═════ Source material

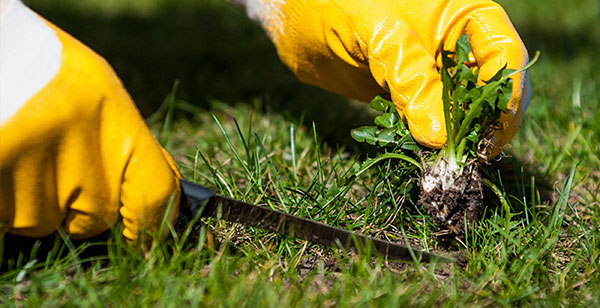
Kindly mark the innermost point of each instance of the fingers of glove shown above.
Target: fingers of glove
(496, 44)
(150, 190)
(402, 65)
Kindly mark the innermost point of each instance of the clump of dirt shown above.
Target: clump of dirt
(452, 195)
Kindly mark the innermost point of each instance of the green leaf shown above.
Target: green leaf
(499, 74)
(387, 120)
(474, 94)
(463, 48)
(364, 134)
(381, 104)
(386, 137)
(447, 62)
(465, 75)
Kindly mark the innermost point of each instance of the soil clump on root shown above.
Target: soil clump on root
(452, 196)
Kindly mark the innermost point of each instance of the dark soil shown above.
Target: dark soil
(455, 206)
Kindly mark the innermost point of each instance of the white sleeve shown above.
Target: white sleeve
(30, 56)
(266, 12)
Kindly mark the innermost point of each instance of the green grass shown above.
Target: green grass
(540, 247)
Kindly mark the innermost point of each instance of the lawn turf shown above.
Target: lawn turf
(245, 128)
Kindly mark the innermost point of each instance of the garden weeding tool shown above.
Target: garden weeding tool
(202, 201)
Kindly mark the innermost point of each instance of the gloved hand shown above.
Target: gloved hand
(364, 48)
(75, 151)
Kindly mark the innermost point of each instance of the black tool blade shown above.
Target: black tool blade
(199, 198)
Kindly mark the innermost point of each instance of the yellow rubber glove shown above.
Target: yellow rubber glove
(77, 153)
(364, 48)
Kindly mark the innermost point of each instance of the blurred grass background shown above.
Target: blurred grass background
(539, 251)
(217, 53)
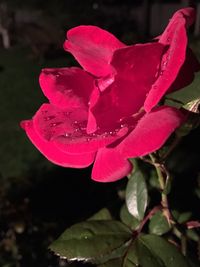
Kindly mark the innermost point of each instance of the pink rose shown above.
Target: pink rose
(107, 112)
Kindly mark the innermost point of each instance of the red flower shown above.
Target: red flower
(107, 112)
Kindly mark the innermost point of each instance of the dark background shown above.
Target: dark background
(37, 199)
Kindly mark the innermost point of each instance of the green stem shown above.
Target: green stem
(159, 169)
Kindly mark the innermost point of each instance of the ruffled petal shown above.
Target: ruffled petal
(67, 87)
(186, 74)
(151, 132)
(136, 68)
(176, 38)
(93, 48)
(55, 155)
(110, 166)
(67, 130)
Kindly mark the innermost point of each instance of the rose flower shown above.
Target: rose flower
(108, 111)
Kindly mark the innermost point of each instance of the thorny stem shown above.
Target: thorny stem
(160, 169)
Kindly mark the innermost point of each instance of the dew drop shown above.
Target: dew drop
(48, 118)
(55, 124)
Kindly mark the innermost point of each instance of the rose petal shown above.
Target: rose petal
(110, 166)
(67, 87)
(151, 132)
(93, 48)
(67, 130)
(174, 36)
(51, 122)
(186, 74)
(136, 68)
(54, 154)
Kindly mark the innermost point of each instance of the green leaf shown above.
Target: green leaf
(136, 195)
(94, 241)
(128, 219)
(130, 259)
(154, 251)
(113, 263)
(184, 217)
(192, 234)
(103, 214)
(187, 94)
(193, 106)
(158, 224)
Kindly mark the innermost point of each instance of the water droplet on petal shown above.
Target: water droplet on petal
(55, 124)
(48, 118)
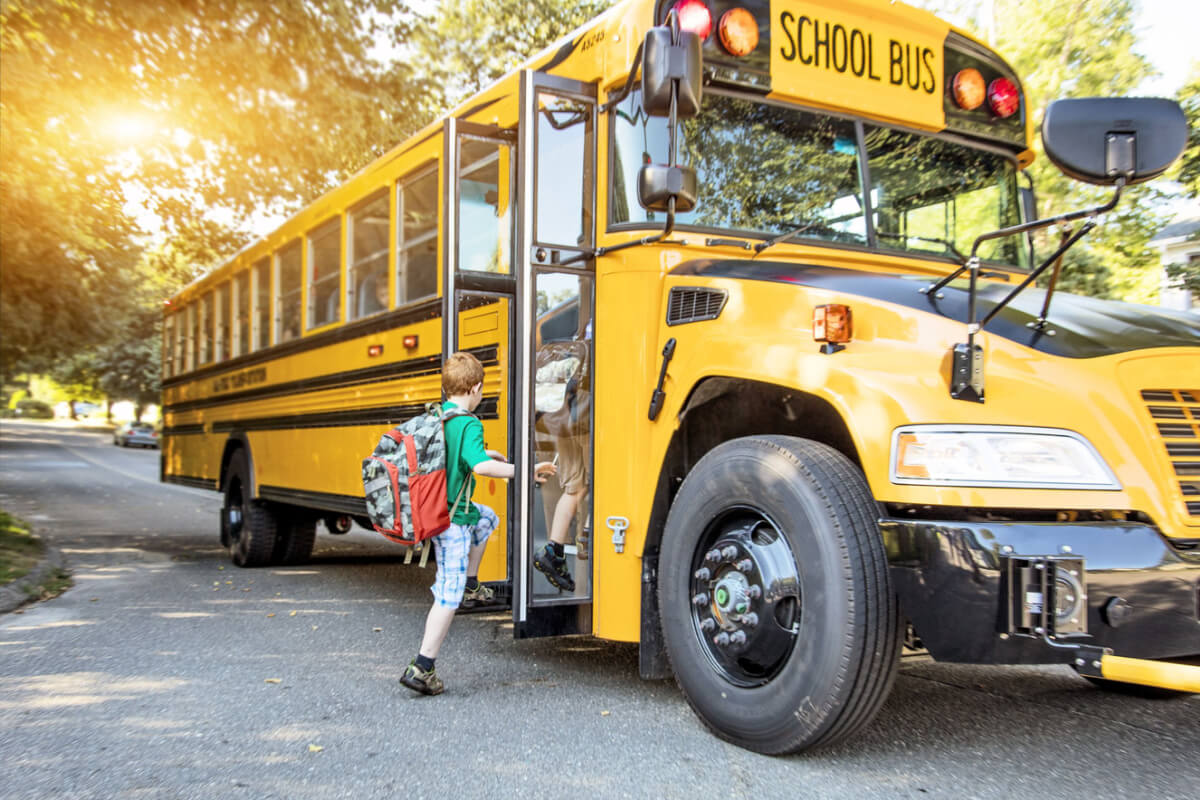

══════════

> [Required action]: The required answer is the run of lines above, starting at the line with "Kindly mark the innermost point of each instance of the ruffled" and ending at the line with "Kindly mark the innermost point of each instance of the dew", reproduced exactly with both ends.

> [Solution for this exercise]:
Kindly mark the innermost point of each instance of the ruffled petal shown above.
Target: ruffled petal
(67, 87)
(186, 74)
(151, 132)
(136, 68)
(176, 38)
(93, 48)
(55, 155)
(110, 166)
(67, 130)
Kindly mark the innermost point of each instance of the rose flower shown above.
Target: rose flower
(108, 111)
Kindly mark the innermost point of each instance of the thorny stem shown above.
Target: thorny stem
(160, 169)
Kindly mark the innermost point of each instance of the dew drop shown above.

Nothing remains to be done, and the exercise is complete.